— Start MATERIAL TO PROCESS —
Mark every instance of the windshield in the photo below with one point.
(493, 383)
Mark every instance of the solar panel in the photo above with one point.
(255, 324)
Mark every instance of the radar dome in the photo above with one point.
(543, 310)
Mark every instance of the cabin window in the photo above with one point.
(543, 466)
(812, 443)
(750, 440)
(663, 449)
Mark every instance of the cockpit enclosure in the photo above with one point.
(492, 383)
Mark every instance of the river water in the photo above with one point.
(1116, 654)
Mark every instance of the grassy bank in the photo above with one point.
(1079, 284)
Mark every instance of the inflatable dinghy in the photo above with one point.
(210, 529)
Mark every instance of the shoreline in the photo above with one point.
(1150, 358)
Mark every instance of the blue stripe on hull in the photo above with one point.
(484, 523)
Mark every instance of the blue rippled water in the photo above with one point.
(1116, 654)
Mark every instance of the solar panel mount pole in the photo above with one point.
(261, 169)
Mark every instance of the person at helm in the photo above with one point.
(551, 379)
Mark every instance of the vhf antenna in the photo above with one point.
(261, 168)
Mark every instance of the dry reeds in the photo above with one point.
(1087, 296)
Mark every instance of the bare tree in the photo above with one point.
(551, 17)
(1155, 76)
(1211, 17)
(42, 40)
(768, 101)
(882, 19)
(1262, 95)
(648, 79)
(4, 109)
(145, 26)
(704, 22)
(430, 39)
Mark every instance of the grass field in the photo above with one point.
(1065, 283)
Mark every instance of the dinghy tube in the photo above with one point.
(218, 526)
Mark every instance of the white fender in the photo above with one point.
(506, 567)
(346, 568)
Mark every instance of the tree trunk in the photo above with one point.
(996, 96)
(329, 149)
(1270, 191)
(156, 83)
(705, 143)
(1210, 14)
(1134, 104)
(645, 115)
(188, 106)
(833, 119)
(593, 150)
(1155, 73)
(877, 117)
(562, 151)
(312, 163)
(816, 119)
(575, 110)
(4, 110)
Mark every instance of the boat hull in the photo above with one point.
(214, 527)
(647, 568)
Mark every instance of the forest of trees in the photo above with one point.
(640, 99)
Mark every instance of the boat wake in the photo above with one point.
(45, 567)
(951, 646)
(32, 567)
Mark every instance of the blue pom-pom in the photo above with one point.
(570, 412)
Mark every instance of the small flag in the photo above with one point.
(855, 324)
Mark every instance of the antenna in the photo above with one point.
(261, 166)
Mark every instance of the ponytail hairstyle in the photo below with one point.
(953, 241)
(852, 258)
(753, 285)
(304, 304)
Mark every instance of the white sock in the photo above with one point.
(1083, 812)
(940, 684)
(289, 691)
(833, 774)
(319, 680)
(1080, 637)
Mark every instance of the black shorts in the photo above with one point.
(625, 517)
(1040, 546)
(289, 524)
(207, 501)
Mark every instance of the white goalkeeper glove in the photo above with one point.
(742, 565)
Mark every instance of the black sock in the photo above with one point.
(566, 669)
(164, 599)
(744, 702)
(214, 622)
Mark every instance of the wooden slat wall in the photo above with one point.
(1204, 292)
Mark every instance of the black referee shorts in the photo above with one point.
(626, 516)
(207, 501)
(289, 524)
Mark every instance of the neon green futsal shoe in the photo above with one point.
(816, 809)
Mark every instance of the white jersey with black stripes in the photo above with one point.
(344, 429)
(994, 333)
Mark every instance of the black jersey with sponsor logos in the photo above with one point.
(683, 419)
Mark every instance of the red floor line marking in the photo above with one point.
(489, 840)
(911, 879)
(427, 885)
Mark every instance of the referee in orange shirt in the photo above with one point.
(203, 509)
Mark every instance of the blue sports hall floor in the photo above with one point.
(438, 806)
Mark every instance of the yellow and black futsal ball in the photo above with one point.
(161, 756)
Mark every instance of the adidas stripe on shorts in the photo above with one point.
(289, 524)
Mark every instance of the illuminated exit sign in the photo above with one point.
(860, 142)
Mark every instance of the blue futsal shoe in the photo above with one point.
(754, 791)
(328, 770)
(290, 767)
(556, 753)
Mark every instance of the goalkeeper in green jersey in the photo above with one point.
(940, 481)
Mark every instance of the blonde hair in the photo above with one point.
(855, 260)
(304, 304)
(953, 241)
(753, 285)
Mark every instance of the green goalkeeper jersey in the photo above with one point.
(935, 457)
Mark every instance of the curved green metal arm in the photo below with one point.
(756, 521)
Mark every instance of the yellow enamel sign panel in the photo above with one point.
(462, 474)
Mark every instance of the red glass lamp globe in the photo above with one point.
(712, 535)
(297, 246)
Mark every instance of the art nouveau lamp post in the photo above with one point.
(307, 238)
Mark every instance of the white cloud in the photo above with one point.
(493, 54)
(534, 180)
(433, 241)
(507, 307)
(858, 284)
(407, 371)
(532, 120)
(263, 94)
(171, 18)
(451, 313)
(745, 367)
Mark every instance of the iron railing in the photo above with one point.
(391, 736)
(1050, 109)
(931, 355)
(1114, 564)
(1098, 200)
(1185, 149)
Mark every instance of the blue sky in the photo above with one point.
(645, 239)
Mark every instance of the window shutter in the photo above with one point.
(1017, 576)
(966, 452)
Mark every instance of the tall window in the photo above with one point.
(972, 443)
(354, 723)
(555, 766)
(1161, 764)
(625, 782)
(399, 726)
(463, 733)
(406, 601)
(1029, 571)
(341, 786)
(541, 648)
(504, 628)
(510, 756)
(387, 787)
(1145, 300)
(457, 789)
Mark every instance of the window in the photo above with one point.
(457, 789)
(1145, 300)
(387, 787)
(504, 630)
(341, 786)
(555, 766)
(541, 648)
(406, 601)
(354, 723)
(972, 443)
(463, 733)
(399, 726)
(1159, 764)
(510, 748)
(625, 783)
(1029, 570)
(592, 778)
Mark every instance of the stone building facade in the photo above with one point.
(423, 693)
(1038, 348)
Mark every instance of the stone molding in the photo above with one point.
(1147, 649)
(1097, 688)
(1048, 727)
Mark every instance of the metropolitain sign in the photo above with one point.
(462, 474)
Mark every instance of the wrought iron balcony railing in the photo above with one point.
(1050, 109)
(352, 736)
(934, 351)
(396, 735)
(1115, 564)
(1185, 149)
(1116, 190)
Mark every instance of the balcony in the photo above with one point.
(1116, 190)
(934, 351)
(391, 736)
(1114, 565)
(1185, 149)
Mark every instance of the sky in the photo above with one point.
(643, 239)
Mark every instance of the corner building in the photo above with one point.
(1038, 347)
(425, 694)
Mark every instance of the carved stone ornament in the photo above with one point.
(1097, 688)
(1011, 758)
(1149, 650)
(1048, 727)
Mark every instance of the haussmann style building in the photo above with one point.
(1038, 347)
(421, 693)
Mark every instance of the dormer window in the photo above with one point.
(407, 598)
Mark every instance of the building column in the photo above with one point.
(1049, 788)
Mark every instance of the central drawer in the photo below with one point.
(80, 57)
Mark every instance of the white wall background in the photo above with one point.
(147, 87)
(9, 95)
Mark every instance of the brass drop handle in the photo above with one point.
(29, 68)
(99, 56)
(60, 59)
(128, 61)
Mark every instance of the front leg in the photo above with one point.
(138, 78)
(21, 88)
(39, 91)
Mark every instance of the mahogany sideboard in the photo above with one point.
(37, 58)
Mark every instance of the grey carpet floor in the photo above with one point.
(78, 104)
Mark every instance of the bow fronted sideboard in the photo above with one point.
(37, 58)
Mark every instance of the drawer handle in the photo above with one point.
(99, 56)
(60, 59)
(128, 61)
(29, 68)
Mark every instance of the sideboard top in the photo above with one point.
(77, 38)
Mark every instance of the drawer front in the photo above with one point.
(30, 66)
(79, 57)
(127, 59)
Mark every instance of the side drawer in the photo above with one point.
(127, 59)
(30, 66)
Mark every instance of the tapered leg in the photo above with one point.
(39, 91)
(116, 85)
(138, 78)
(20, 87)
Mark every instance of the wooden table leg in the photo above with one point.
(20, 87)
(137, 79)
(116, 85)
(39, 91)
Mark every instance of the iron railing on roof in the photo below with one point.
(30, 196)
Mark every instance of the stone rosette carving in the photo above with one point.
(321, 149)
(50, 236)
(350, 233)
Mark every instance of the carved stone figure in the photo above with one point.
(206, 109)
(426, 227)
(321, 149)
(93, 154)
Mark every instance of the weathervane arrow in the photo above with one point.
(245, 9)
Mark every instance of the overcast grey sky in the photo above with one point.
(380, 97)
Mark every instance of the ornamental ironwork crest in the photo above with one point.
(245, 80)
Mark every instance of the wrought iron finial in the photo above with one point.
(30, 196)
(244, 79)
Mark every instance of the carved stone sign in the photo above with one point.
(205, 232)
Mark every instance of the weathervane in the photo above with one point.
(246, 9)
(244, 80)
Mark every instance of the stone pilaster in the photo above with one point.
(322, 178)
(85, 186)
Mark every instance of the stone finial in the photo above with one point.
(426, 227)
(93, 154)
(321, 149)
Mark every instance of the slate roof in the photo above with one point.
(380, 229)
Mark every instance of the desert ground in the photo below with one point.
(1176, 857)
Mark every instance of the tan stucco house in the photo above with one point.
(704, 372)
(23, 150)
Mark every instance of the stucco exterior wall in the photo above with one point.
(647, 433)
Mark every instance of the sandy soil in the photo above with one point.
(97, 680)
— End MATERIAL TO PROCESS —
# AIM OF THE EXERCISE:
Your task is to reproduce, exactly and exclusively, the lines from the one holding "Mark every instance of the drawer front" through the final line of the listing.

# CORRECT OUTPUT:
Mark every instance of the drawer front in the photo above with one point.
(30, 66)
(79, 57)
(127, 59)
Mark every instance of the side drawer in the photo above with one point.
(127, 59)
(30, 66)
Mark every instance of the tapered leg in the photo above with one point.
(39, 91)
(116, 85)
(138, 78)
(20, 87)
Mark every instance of the wooden table leg in the photo above with one point.
(20, 87)
(137, 79)
(116, 85)
(39, 91)
Mark every instance of the iron railing on roof in the photo below with one point.
(30, 196)
Mark every instance of the stone rosette carving in the photo above with one point.
(321, 149)
(50, 236)
(350, 233)
Mark every instance of the carved stone figure in the photo above with one point.
(206, 109)
(426, 227)
(321, 149)
(93, 154)
Mark every instance of the weathervane arrow in the photo above with one point.
(245, 9)
Mark every instance of the overcast grey sky in the photo above with one point.
(380, 97)
Mark every instance of the ornamental ironwork crest in the photo above with one point.
(245, 80)
Mark every instance of the wrought iron finial in the photo above with one point.
(30, 196)
(244, 79)
Mark every instance of the carved stone sign in the photo above with one point.
(205, 232)
Mark every instance of the weathervane in the photo above with one point.
(246, 9)
(244, 80)
Mark every instance of the stone pilaster in the photo above with one point.
(322, 178)
(85, 186)
Mark every instance of the stone finial in the photo above with one point.
(426, 227)
(93, 154)
(321, 149)
Mark every instance of the slate roof in the photo above with one point.
(380, 229)
Mark every instance of the desert ground in the photo below with one point.
(1176, 857)
Mark every instance of the tan stucco house in the photo above with one point.
(704, 372)
(23, 150)
Mark every instance of the stucco exterior wall in the photo above with one point.
(647, 433)
Mark every instance of the sandy soil in the photo above with one point.
(97, 680)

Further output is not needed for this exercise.